**YOUR ASSIGNMENT:** In the records below, find the line containing "Would you mind spotting the black", then extract that line and all subsequent lines exactly, leaving out everything else.

<<<<

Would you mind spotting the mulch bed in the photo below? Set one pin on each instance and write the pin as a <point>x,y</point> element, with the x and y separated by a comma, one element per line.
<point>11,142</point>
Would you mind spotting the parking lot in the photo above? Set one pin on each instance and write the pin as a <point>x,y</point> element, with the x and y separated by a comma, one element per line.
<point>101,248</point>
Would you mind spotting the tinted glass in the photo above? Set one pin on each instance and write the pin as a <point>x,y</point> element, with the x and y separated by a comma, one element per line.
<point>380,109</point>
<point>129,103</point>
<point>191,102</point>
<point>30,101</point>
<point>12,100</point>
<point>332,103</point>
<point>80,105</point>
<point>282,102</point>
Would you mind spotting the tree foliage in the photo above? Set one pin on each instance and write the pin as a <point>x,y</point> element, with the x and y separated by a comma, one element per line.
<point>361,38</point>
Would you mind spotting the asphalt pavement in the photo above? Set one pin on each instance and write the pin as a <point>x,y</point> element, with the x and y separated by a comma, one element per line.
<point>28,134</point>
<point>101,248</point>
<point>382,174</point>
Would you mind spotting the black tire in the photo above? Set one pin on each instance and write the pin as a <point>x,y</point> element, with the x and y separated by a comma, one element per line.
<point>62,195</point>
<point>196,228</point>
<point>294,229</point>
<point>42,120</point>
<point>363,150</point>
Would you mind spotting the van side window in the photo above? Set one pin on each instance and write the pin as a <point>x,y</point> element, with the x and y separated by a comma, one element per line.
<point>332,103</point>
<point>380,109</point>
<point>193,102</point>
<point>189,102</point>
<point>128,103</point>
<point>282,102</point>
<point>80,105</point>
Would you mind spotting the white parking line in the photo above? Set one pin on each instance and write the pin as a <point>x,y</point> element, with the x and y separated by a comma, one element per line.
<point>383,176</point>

>>>>

**ANSWER SPACE:**
Would you mind spotting the black tire in the photo above? Set one pin on each instance and write the pin as a <point>x,y</point> element, with the x and y separated by a comma, one element per line.
<point>62,195</point>
<point>196,228</point>
<point>294,229</point>
<point>42,120</point>
<point>363,150</point>
Would you mind spotting the van side window in the photo above? Set one pin on each instance and write the pin as a <point>x,y</point> element, with the x and y separated by a comma, one element per line.
<point>332,103</point>
<point>380,109</point>
<point>193,102</point>
<point>189,102</point>
<point>128,103</point>
<point>282,102</point>
<point>80,105</point>
Would you mind spotting the white parking line in the photo above? Set one pin on each instance and write the pin as a <point>x,y</point> element, with the x and y separated by a comma, one element per line.
<point>383,176</point>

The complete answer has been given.